— START LISTED ENTRIES —
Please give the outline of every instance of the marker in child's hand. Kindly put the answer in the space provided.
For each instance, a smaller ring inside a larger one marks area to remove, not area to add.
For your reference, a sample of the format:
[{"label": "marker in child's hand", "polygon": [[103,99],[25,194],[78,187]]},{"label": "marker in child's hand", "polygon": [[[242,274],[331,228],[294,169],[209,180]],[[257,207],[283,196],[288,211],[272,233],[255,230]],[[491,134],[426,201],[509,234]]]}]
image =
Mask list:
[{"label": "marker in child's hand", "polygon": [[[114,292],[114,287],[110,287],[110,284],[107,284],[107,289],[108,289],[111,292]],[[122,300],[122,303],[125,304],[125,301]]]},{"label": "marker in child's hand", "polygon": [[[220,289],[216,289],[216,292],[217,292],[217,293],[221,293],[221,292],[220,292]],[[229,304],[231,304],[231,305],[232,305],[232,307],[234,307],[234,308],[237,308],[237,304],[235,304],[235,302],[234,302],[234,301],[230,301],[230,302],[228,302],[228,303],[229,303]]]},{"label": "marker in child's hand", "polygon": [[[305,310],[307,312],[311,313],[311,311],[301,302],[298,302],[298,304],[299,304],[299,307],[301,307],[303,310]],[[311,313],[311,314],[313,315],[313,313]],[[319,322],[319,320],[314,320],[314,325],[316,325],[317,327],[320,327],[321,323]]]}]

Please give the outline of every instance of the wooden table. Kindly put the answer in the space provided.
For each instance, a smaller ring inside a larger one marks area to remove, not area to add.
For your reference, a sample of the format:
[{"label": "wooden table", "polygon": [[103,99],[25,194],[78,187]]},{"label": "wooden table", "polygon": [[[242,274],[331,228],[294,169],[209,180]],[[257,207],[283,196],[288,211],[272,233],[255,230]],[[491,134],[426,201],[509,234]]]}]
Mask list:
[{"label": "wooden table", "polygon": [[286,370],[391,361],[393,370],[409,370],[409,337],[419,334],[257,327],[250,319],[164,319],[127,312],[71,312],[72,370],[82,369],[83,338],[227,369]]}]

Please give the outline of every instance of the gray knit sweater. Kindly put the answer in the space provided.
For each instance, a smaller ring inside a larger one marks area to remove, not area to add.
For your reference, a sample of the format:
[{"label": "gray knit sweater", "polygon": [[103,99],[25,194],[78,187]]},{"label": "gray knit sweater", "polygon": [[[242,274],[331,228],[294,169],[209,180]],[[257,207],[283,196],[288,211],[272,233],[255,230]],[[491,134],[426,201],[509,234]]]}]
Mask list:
— END LISTED ENTRIES —
## PROBLEM DETAILS:
Return all of the data above verbatim, reproducing every line in full and in its original order.

## SOLUTION TO THIS EXERCISE:
Please give the outline of every instance of the marker in child's hand. Kindly put the answer in the space provided.
For each instance, a smaller ring inside a larger one marks area to remove, not area to add.
For your reference, a sample of the format:
[{"label": "marker in child's hand", "polygon": [[103,99],[25,194],[78,187]]},{"label": "marker in child's hand", "polygon": [[[242,274],[331,228],[294,169],[209,180]],[[257,207],[283,196],[288,211],[272,233],[255,230]],[[491,134],[426,201],[509,234]]]}]
image =
Mask list:
[{"label": "marker in child's hand", "polygon": [[[114,292],[114,287],[110,287],[110,284],[107,284],[107,289],[108,289],[111,292]],[[122,300],[122,303],[125,304],[125,301]]]},{"label": "marker in child's hand", "polygon": [[[220,289],[216,289],[216,292],[217,292],[217,293],[221,293],[221,292],[220,292]],[[229,304],[231,304],[231,305],[232,305],[232,307],[234,307],[234,308],[237,308],[237,304],[235,304],[235,302],[234,302],[234,301],[230,301],[230,302],[228,302],[228,303],[229,303]]]},{"label": "marker in child's hand", "polygon": [[[305,310],[307,312],[311,313],[311,311],[301,302],[298,302],[298,304],[299,304],[299,307],[301,307],[303,310]],[[311,313],[311,314],[313,315],[313,313]],[[319,322],[319,320],[314,320],[314,325],[316,325],[317,327],[320,327],[321,323]]]}]

Please give the outline of every instance of the wooden table. Kindly put the answer in the space provided.
For each instance, a smaller ring inside a larger one marks area to remove, not area to add.
For your reference, a sample of the format:
[{"label": "wooden table", "polygon": [[103,99],[25,194],[78,187]]},{"label": "wooden table", "polygon": [[[242,274],[331,228],[294,169],[209,180]],[[257,207],[283,196],[288,211],[272,233],[255,230]],[[491,134],[426,201],[509,234]]]}]
Mask list:
[{"label": "wooden table", "polygon": [[286,370],[391,361],[393,370],[409,370],[409,337],[419,334],[257,327],[250,319],[164,319],[127,312],[71,312],[72,370],[82,369],[83,338],[227,369]]}]

Please give the outline of every instance of the gray knit sweater. Kindly put the answer in the space provided.
For each instance, a smaller ring inside a larger one marks area to remove, not area to add.
For your reference, a sample of the format:
[{"label": "gray knit sweater", "polygon": [[103,99],[25,194],[78,187]]},{"label": "gray knit sweater", "polygon": [[[242,274],[331,228],[294,169],[209,180]],[[257,207],[283,196],[288,211],[272,233],[255,230]],[[491,134],[426,201],[509,234]]]}]
Mask list:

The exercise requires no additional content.